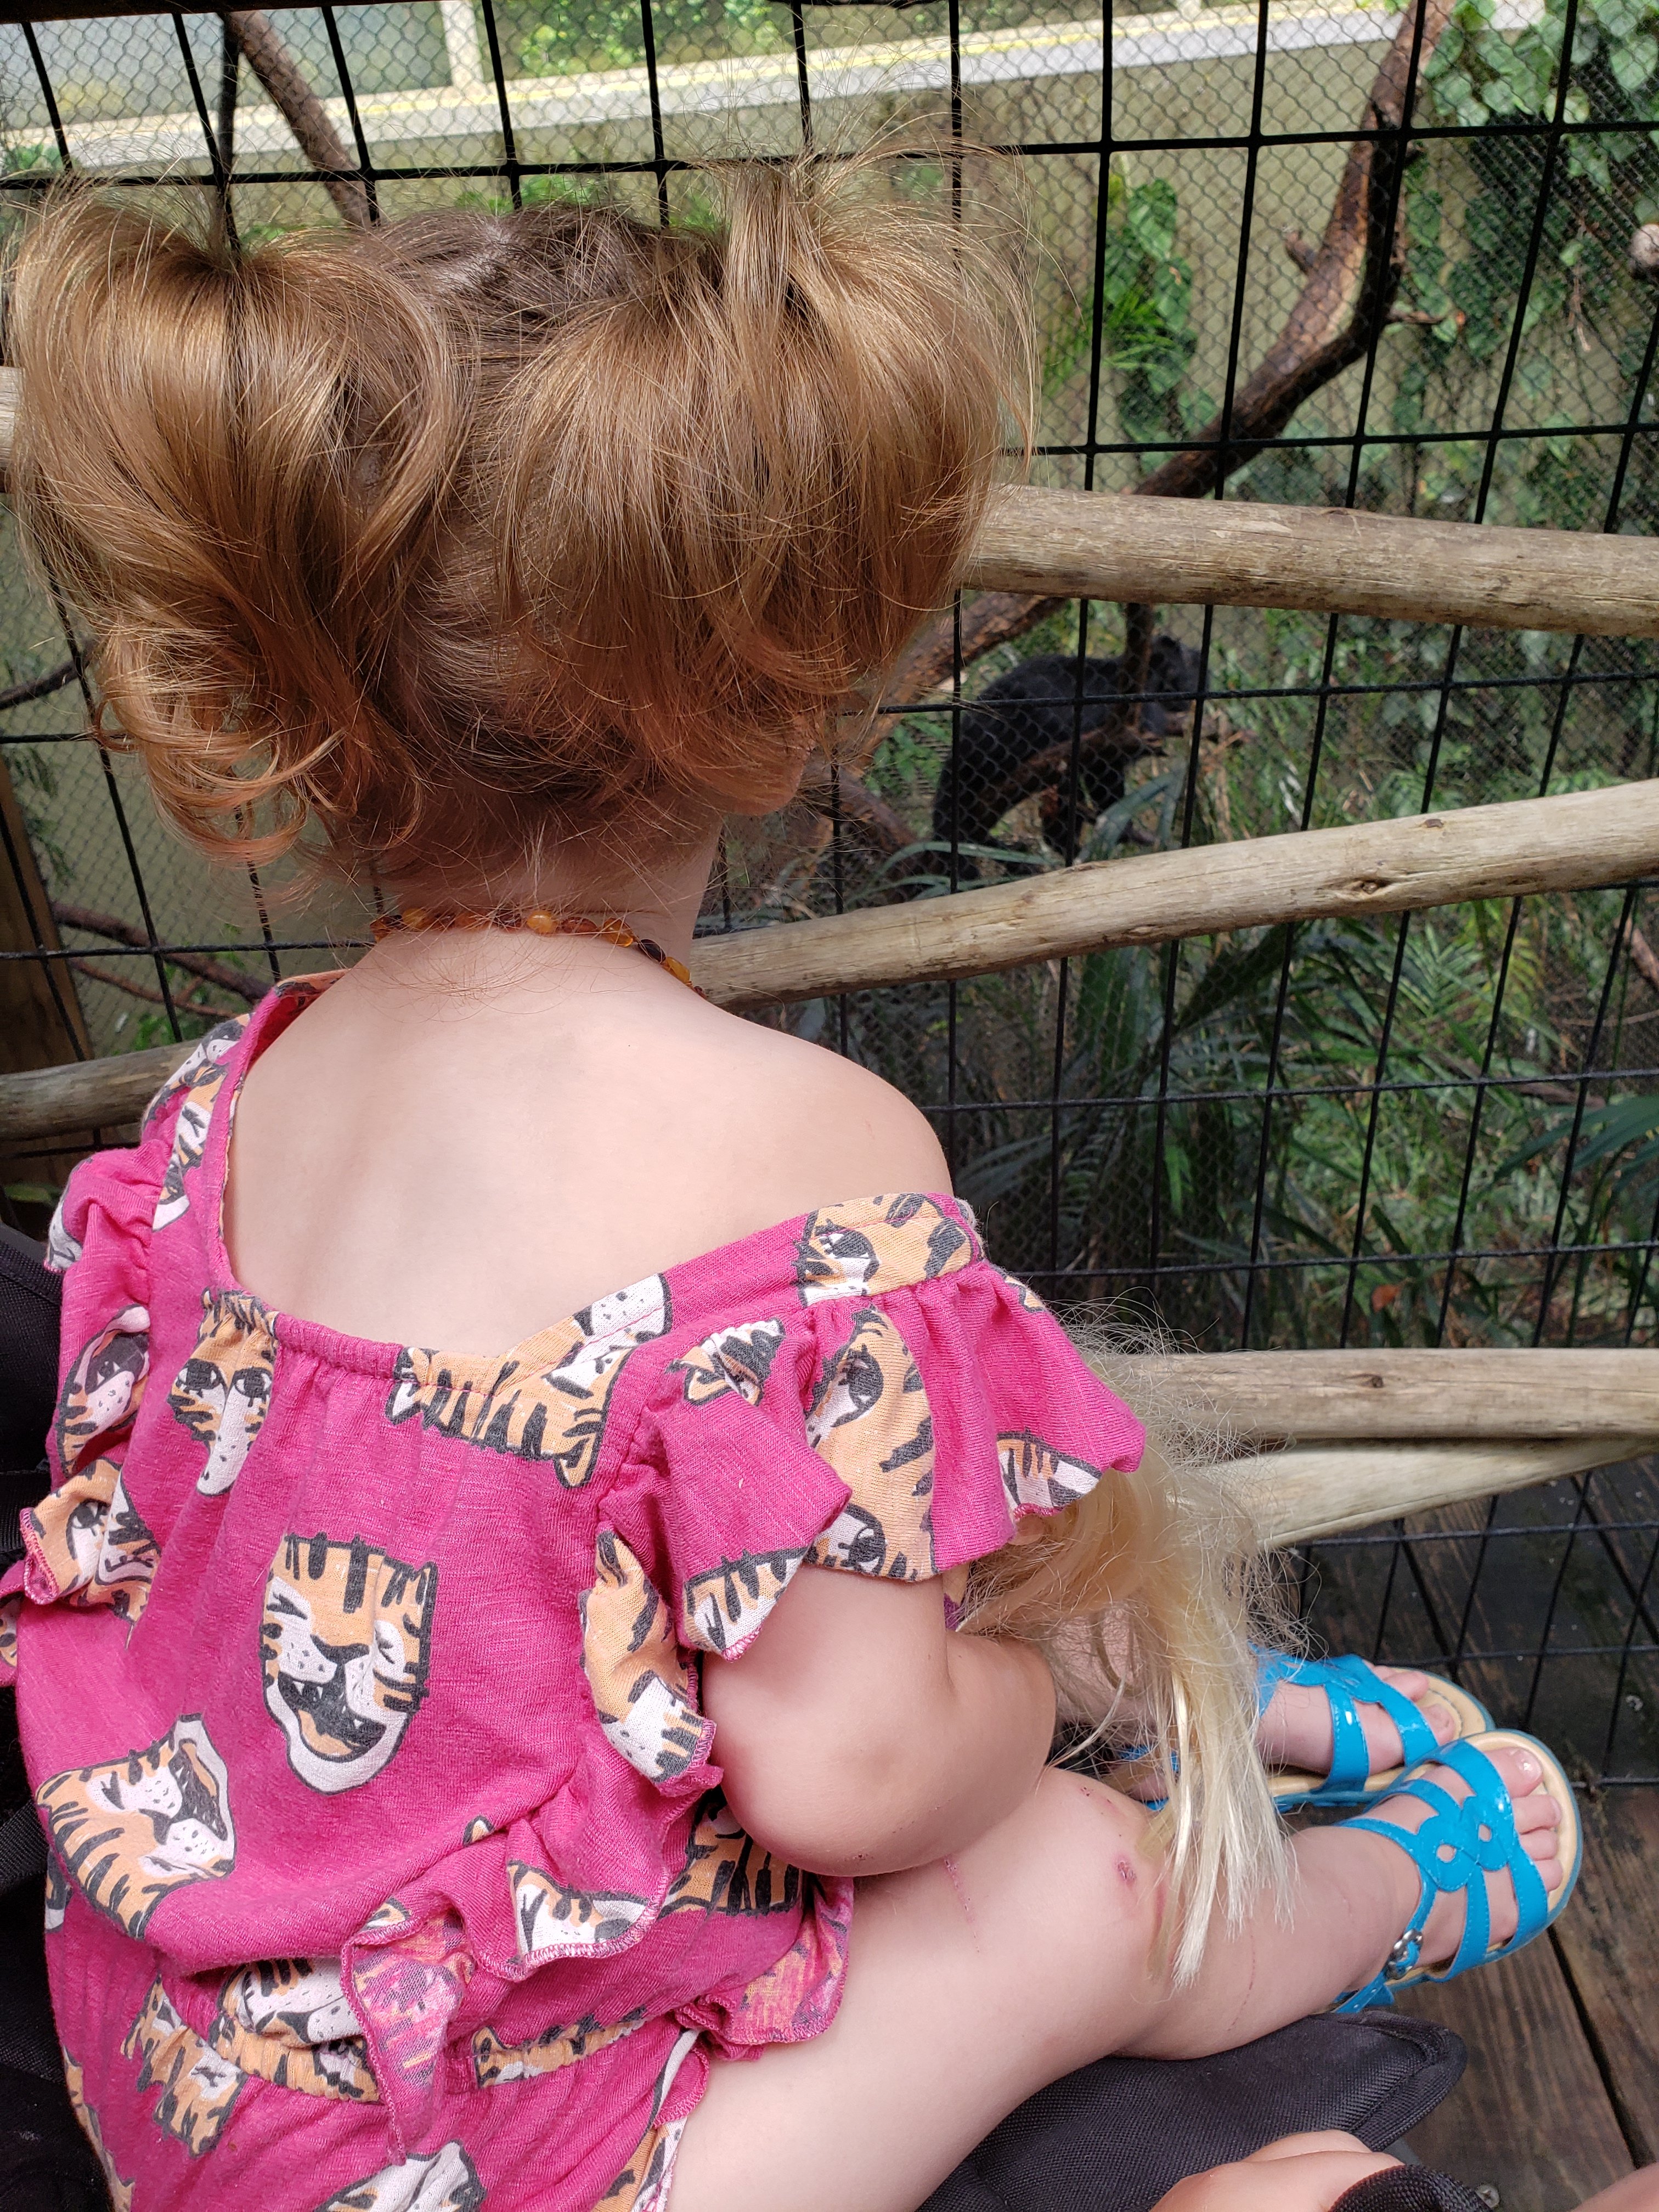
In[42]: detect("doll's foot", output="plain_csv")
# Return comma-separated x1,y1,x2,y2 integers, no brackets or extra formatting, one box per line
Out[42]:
1257,1666,1458,1780
1335,1736,1576,2011
1117,1655,1488,1812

_DESCRIPTION OF THE TASK_.
Once the pictures are set aside, repeat each entry exactly as it stands.

_WRITTEN SOLUTION_.
In[42]: detect("doll's foot", output="plain_csv")
# Return comma-separated x1,y1,x2,y2 integers, no brackets or extra formatting, one box per line
Out[42]:
1257,1666,1458,1780
1335,1736,1576,2011
1117,1655,1488,1812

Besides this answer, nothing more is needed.